Stored entries
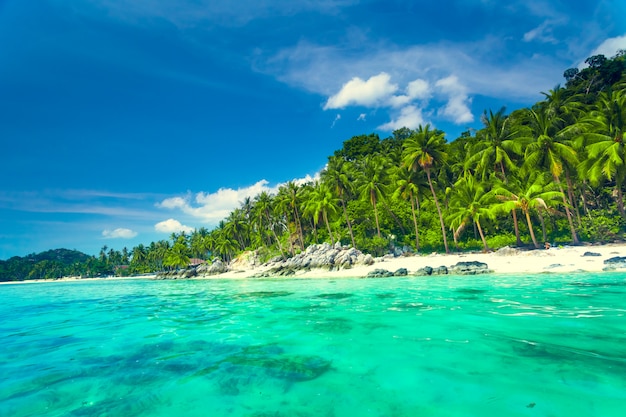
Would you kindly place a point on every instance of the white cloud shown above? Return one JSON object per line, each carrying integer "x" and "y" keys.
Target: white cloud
{"x": 371, "y": 93}
{"x": 210, "y": 208}
{"x": 457, "y": 107}
{"x": 410, "y": 116}
{"x": 542, "y": 33}
{"x": 172, "y": 226}
{"x": 119, "y": 233}
{"x": 418, "y": 89}
{"x": 610, "y": 46}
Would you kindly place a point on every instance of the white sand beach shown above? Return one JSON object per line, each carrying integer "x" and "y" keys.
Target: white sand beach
{"x": 555, "y": 259}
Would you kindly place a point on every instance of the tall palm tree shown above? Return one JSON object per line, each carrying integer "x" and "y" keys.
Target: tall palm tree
{"x": 264, "y": 206}
{"x": 497, "y": 145}
{"x": 470, "y": 202}
{"x": 529, "y": 193}
{"x": 607, "y": 150}
{"x": 409, "y": 186}
{"x": 372, "y": 177}
{"x": 338, "y": 175}
{"x": 425, "y": 149}
{"x": 552, "y": 150}
{"x": 321, "y": 203}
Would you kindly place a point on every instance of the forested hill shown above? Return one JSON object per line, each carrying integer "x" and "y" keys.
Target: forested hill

> [What to do] Quote exactly what appears from the line containing "the white sand" through the final line of the listing above, including both of those lines.

> [Right answer]
Would you kindly place a point on every instance of the white sand beach shown above? Return one JSON object per line, each carrying integer "x" and "y" keys.
Target: white sand beach
{"x": 555, "y": 259}
Would you kindly place a point on every instance of the tall palm tree shown above? Return one JSON object per line, each carrying integer "x" and "y" keys.
Target: tall palm tree
{"x": 264, "y": 206}
{"x": 497, "y": 145}
{"x": 470, "y": 202}
{"x": 529, "y": 193}
{"x": 607, "y": 150}
{"x": 409, "y": 186}
{"x": 372, "y": 177}
{"x": 338, "y": 175}
{"x": 425, "y": 149}
{"x": 552, "y": 150}
{"x": 321, "y": 203}
Would you kindly place a point on every instance of the forested hill shown above? Return one JSON object per line, each carrying integer "x" and "y" keys.
Target: forested hill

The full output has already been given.